Problems to solve
**a)** In the post on Lunar Gothic, which two genres does Lunar Gothic sit at the intersection of?
**b)** Return the portion of the Lunar Gothic post starting with "So, what is" and going on through "Silent Sea (2021).".
**c)** Take the Lunar Gothic post further from its last sentence.

Text
•••••

I had a great Thanksgiving with my friends and family, and hope you did too. So, today I want to shift away from the heavy discussions of utopia, dystopia, heterotopia and so on and offer something fun. You might think that there is a mismatch between the title and the subtitle of this post. But I find reading and watching horror relaxing. I do not think I am alone. Just as many podcast listeners binged on true crime to keep their minds off the lockdowns during COVID, people need fantastic monsters to keep real monsters (war, poverty, illness, political unrest) at bay. So, here is a little exploration of the genre of Lunar Gothic, plus a list of recommended reading. Since I am finishing an academic article on this very subject, I would much appreciate suggestions for additional texts to add. And before we start, spoilers alert, as I will be summarizing the novels I discuss.
So, what is Lunar Gothic? This is the hybrid genre situated at the intersection of SF and horror. It is a subspecies of dark SF, set on the Moon.
It would seem that our satellite is the least appropriate setting for mysteries of the unknown. An abandoned spaceship or a ruined space station - sure, we can imagine all kinds of monsters lurking in the shadows. But the Moon is the best explored body in the Solar System and the only one where humans have actually landed. And yet, in such novels as Sharman DiVono Blood Moon (1999), Johan Harstad’s 172 hours on the Moon (2012), Rick Chesler’s Luna (2013), Peter Clines’ Dead Moon (2019), and many, many more, the Moon becomes a stage for familiar Gothic tropes – ghosts, zombies, doppelgangers, and dark labyrinths. And I have not even mentioned movies such as Moon (2009) and TV series, such as the South Korean The Silent Sea (2021).

•••••

Data under study
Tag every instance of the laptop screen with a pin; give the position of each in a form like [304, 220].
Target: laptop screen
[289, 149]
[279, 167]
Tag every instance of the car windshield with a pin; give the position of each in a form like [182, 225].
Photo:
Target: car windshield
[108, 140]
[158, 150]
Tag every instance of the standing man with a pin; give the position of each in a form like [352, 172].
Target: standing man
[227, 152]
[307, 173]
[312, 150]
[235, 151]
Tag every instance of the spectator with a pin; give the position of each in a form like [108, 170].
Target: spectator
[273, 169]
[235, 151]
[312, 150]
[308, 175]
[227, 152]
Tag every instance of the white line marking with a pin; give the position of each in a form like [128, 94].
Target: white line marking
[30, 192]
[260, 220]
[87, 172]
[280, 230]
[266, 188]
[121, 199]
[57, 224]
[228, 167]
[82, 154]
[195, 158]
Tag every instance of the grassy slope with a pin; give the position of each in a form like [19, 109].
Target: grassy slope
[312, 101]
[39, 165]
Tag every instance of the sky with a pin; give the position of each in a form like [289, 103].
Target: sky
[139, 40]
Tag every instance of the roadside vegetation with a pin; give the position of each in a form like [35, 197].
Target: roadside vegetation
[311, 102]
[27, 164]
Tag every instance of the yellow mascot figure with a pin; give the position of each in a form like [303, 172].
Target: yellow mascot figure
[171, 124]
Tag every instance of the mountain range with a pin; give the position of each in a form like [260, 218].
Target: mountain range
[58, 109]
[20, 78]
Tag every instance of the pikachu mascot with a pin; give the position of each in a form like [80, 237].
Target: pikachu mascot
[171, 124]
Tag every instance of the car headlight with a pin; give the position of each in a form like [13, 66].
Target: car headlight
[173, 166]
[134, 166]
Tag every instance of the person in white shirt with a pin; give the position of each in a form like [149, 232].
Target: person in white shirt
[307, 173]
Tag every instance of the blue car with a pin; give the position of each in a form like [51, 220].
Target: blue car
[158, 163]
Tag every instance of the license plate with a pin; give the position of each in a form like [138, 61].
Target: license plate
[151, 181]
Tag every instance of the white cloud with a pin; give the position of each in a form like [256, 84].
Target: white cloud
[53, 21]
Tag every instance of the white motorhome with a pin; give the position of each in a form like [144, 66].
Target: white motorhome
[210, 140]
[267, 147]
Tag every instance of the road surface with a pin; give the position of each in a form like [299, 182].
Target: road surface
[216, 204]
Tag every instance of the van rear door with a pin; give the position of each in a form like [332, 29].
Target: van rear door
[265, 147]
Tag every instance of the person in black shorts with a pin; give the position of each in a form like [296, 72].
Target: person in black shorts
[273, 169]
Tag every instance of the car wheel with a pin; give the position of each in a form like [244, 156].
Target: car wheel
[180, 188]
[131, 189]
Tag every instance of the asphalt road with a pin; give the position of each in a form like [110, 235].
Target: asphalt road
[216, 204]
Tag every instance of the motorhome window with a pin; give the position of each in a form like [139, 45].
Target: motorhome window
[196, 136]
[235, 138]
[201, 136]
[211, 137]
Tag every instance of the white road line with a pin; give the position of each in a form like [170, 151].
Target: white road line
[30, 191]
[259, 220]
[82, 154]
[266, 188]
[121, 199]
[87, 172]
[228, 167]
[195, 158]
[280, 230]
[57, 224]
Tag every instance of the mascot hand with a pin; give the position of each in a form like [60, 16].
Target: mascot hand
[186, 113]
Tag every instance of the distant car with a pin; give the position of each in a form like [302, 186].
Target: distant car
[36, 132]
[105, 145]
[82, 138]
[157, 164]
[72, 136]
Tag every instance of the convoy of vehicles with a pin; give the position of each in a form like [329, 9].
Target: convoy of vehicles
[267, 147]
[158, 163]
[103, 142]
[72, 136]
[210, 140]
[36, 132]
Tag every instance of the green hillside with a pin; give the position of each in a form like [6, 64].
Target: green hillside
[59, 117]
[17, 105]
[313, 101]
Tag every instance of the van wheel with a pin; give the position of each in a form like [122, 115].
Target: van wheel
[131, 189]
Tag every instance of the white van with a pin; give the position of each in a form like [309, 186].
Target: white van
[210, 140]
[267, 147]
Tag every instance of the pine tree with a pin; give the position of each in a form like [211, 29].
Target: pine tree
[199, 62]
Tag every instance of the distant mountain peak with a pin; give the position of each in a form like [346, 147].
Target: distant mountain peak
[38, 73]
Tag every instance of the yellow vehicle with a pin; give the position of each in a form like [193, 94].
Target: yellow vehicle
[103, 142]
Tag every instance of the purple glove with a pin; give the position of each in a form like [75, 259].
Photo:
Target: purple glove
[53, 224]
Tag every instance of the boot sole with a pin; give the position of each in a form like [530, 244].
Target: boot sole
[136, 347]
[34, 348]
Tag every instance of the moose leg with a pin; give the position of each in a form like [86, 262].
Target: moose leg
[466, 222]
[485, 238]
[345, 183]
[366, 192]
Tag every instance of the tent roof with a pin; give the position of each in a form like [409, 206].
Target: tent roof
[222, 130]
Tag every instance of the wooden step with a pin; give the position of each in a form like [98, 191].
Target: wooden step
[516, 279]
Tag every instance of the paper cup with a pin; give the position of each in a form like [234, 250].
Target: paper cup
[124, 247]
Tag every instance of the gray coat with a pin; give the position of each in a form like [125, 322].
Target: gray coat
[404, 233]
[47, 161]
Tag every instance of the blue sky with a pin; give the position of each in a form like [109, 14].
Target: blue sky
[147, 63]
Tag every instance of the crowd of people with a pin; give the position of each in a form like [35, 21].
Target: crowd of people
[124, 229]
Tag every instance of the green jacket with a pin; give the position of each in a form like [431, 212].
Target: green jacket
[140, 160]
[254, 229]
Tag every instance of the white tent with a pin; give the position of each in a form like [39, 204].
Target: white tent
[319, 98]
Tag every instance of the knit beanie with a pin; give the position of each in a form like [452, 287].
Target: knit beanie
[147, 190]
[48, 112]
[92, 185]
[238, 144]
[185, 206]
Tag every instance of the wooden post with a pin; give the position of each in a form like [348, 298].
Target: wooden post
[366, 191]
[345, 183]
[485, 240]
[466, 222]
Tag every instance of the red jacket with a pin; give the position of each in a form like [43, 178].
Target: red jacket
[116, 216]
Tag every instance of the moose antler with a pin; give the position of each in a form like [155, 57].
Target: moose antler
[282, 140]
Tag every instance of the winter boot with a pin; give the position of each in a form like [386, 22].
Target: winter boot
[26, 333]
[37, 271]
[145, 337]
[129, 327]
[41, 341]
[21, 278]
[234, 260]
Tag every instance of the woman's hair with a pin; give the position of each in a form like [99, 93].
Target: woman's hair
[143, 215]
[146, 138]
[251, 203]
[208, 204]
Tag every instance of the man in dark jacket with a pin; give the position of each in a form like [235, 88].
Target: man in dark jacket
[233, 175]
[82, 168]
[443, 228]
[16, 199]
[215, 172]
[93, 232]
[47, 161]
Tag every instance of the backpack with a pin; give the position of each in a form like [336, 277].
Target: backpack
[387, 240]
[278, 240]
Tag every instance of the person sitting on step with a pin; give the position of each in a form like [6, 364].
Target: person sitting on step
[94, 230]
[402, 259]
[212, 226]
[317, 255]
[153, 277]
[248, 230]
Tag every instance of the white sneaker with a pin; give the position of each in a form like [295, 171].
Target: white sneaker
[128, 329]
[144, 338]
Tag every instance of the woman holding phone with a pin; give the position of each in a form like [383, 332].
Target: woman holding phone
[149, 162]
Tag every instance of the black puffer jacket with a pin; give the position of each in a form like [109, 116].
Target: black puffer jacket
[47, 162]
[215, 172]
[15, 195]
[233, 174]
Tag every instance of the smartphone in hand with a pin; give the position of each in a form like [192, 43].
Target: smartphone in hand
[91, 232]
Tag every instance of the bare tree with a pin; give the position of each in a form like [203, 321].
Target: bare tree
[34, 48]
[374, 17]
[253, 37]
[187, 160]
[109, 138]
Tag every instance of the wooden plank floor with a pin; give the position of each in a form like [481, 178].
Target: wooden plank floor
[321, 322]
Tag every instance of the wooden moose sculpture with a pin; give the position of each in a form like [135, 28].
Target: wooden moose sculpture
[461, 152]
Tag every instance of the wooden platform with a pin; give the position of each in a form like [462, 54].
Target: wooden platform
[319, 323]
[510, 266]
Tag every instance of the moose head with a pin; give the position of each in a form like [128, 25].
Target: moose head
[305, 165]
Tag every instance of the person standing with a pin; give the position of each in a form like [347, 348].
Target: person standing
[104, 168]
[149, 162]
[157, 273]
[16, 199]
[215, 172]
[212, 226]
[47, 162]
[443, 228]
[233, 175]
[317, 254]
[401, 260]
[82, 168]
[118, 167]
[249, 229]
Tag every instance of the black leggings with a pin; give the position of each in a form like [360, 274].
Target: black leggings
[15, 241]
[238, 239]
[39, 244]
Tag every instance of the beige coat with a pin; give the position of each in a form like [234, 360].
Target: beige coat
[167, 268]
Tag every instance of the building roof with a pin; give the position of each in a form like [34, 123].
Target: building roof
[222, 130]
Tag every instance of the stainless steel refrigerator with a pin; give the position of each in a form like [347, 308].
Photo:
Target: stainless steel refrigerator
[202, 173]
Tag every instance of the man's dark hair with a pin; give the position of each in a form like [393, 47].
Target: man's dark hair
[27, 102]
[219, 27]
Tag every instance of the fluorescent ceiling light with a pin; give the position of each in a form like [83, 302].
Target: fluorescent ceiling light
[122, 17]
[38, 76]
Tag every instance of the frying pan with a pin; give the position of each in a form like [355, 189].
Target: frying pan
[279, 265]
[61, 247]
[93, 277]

•••••

Responses by task
**a)** SF and horror.

**b)**
So, what is Lunar Gothic? This is the hybrid genre situated at the intersection of SF and horror. It is a subspecies of dark SF, set on the Moon.
It would seem that our satellite is the least appropriate setting for mysteries of the unknown. An abandoned spaceship or a ruined space station - sure, we can imagine all kinds of monsters lurking in the shadows. But the Moon is the best explored body in the Solar System and the only one where humans have actually landed. And yet, in such novels as Sharman DiVono Blood Moon (1999), Johan Harstad’s 172 hours on the Moon (2012), Rick Chesler’s Luna (2013), Peter Clines’ Dead Moon (2019), and many, many more, the Moon becomes a stage for familiar Gothic tropes – ghosts, zombies, doppelgangers, and dark labyrinths. And I have not even mentioned movies such as Moon (2009) and TV series, such as the South Korean The Silent Sea (2021).

**c)**
The reason for this lies in the double cultural meaning of the Moon: as the focus of a long tradition of mysticism predating science; and as the setting for the greatest triumph of space technology. The Moon is a monstrous space, a cultural oxymoron, in which the boundaries of science and superstition, knowledge and fear are mapped out and (re)negotiated.
As Bernd Brunner writes in his cultural history of our satellite:
“The importance of the moon has less to do with its proximity to Earth than with its centrality in the human imagination. The moon’s face has been known to inspire admiration, sadness, joy, even longing, and under certain conditions, fear…Close, yet really far away – the moon is a paradox. And when we study it, we are studying an aspect of ourselves” (Brunner 2010, 74).
The Moon is the space-age equivalent of the haunted castle that defined the early tradition of Gothic: “The major locus of Gothic plots, the castle, was gloomily predominant in early Gothic fiction. Decaying, bleak and full of hidden passageways” (Botting 2014, 2). This is the Moon of Lunar Gothic, except that the past encoded in its “hidden passageways” is the geological past of our own planet where life’s precarious existence is shadowed by the specter of extinction. The Moon is a witness to profound geological upheavals of the past that had almost destroyed the emerging life on Earth The family trauma that so often lies at the heart of Gothic is replayed on a cosmic scale in the history of Earth and its satellite.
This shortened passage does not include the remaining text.